(Records for the exercise begins)

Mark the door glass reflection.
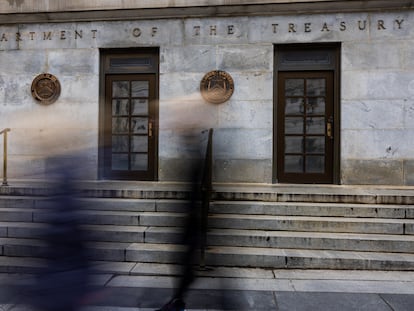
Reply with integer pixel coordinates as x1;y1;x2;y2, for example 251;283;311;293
112;154;128;171
305;137;325;153
306;98;325;115
112;118;129;134
131;81;149;97
113;81;129;97
285;79;304;96
285;117;304;134
132;117;148;134
306;117;325;134
112;136;129;152
131;136;148;153
306;155;325;173
132;99;149;115
131;154;148;170
306;78;326;96
112;99;129;116
285;155;304;173
285;98;304;114
285;137;303;153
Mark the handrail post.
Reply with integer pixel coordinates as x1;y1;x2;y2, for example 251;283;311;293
200;128;213;269
1;128;11;186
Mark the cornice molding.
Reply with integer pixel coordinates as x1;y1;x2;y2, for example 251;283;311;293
0;0;413;24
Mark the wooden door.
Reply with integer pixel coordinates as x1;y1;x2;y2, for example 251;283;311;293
277;71;334;183
104;74;157;180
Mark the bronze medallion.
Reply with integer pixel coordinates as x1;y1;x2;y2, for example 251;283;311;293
31;73;61;105
200;70;234;104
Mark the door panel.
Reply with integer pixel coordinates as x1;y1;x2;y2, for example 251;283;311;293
277;71;334;183
104;74;156;180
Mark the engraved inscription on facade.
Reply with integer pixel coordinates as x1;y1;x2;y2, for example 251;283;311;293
0;29;98;42
0;16;408;45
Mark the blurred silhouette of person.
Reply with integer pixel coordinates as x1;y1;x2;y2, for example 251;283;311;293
155;129;212;311
21;156;91;311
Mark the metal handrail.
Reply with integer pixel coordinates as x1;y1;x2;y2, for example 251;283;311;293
0;128;11;186
200;128;213;268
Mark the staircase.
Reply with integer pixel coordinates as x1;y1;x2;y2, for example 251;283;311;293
0;181;414;273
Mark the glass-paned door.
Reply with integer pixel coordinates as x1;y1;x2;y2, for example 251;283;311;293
277;71;334;183
104;74;157;180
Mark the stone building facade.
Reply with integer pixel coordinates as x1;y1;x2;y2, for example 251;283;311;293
0;0;413;185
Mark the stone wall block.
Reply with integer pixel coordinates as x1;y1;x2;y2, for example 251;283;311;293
8;154;97;180
159;157;272;183
214;159;272;183
218;100;273;129
403;40;414;69
159;129;209;159
184;17;248;45
159;158;205;182
342;71;414;100
58;75;99;104
342;129;412;159
341;159;404;185
341;100;405;130
6;155;46;179
214;128;272;159
0;75;32;106
159;100;218;130
48;49;99;75
2;100;98;133
231;71;273;101
217;44;273;72
8;127;98;156
403;100;414;128
404;160;414;186
160;45;216;74
0;50;47;74
342;41;403;70
159;72;203;102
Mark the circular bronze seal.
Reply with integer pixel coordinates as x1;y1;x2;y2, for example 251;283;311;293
200;70;234;104
31;73;61;105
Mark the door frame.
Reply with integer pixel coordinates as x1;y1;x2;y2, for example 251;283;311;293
99;48;159;180
273;43;341;184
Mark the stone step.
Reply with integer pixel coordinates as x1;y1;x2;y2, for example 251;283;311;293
207;228;414;253
2;237;414;270
79;198;190;213
128;226;414;253
3;206;414;236
211;184;414;205
0;237;48;258
1;181;414;205
0;207;35;222
3;200;412;226
0;196;190;212
0;222;45;238
35;210;414;234
0;196;44;208
0;237;130;261
83;225;184;244
210;201;414;219
32;210;187;226
208;214;414;235
0;256;47;274
126;243;414;270
2;222;413;253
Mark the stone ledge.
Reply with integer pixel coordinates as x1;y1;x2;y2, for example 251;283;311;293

(Records for the exercise ends)

● Task directions
Report every line of the data in which "facade" appears.

● The answer
Mark the engraved inscription on facade.
Mark the stone building facade.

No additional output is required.